▸ Consigne 1: Quelles lignes des entrées contiennent le mot « frame » ? Relevez-les toutes.

▸ Texte fourni:
********
Afghanistan : Donald Trump, pas lu pas pris

La Russie est soupçonnée d’avoir payé, en 2019, des talibans pour tuer des soldats de la coalition emmenée par les Etats-Unis. La Maison Blanche continue d’entretenir le doute sur le niveau d’implication du Président.
Donald Trump en visite à la base aérienne de Bagram, en Afghanistan, le 28 novembre. (Photo Tom Brenner. Reuters)
publié le 1er juillet 2020 à 19h26

La déclaration en dit long sur la nature de l'administration Trump, confrontée à de nouvelles critiques sur l'attentisme supposé du Président, et sa bienveillance envers le Kremlin : «Le Président lit», a assuré mardi Kayleigh McEnany, la porte-parole de la Maison Blanche. Trump est accusé de ne pas lire les notes qui lui sont transmises par les services de renseignement. «Le Président est la personne la mieux informée de la planète Terre concernant les menaces auxquelles nous sommes confrontés», a même ajouté Kayleigh McEnany qui, dès son arrivée à la Maison Blanche en avril, a adopté la rhétorique superlative de son patron.

Selon un article du 26 juin du New York Times, qui cite des sources anonymes du renseignement, la Russie aurait distribué des primes à des talibans pour tuer des soldats américains et britanniques en Afghanistan l'année dernière, alors que les Etats-Unis négociaient un accord avec eux. Des informations transmises dans une note écrite à Donald Trump, fin février. Lors d'une réunion entre agences fédérales, le Conseil de sécurité nationale de la Maison Blanche avait proposé plusieurs options pour y répondre.

Divergences

Soulignant que les renseignements ne faisaient «pas consensus», et qu'il existait des «opinions divergentes» entre agences sur cette affaire, Kayleigh McEnany a affirmé que les allégations «ne remontent pas jusqu'au Président tant qu'elles ne sont pas vérifiées». Un processus contredit par de nombreux experts : «Le consensus n'est pas requis pour les évaluations du renseignement, explique Eric Brewer, lui-même membre du Conseil de sécurité nationale de 2017 à 2018, aujourd'hui directeur adjoint du think tank Center for Strategic and International Studies. L'une des fonctions les plus utiles de la communauté du renseignement est justement d'expliciter sur quel point, et pourquoi, les agences ont des divergences d'analyse.»
********
Enregistrements d'un jeu de données
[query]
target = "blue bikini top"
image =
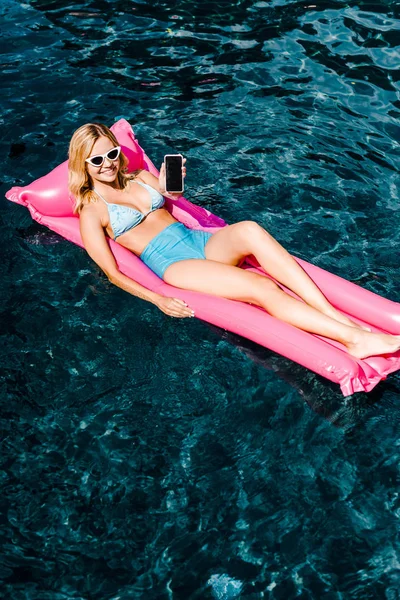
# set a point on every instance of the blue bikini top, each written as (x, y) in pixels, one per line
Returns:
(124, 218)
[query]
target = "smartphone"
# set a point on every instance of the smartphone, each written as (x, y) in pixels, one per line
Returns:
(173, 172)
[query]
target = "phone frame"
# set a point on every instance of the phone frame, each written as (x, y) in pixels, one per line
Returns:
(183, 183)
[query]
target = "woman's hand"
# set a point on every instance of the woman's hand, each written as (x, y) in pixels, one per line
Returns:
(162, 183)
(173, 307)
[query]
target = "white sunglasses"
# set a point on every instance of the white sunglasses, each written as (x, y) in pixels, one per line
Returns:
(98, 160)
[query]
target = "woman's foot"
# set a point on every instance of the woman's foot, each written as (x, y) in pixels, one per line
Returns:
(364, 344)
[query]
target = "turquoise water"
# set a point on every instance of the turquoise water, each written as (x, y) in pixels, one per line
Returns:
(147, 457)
********
▸ Consigne 2: Pouvez-vous mettre à jour l'article sur l'Afghanistan en redonnant tout ce qui va de « Afghanistan : Donald » jusqu'à « d’implication du Président. », avec « talibans » remplacé par « insurgés » ?

▸ Résultat 1:
target = "phone frame"
# set a point on every instance of the phone frame, each written as (x, y) in pixels, one per line

▸ Résultat 2:
Afghanistan : Donald Trump, pas lu pas pris

La Russie est soupçonnée d’avoir payé, en 2019, des insurgés pour tuer des soldats de la coalition emmenée par les Etats-Unis. La Maison Blanche continue d’entretenir le doute sur le niveau d’implication du Président.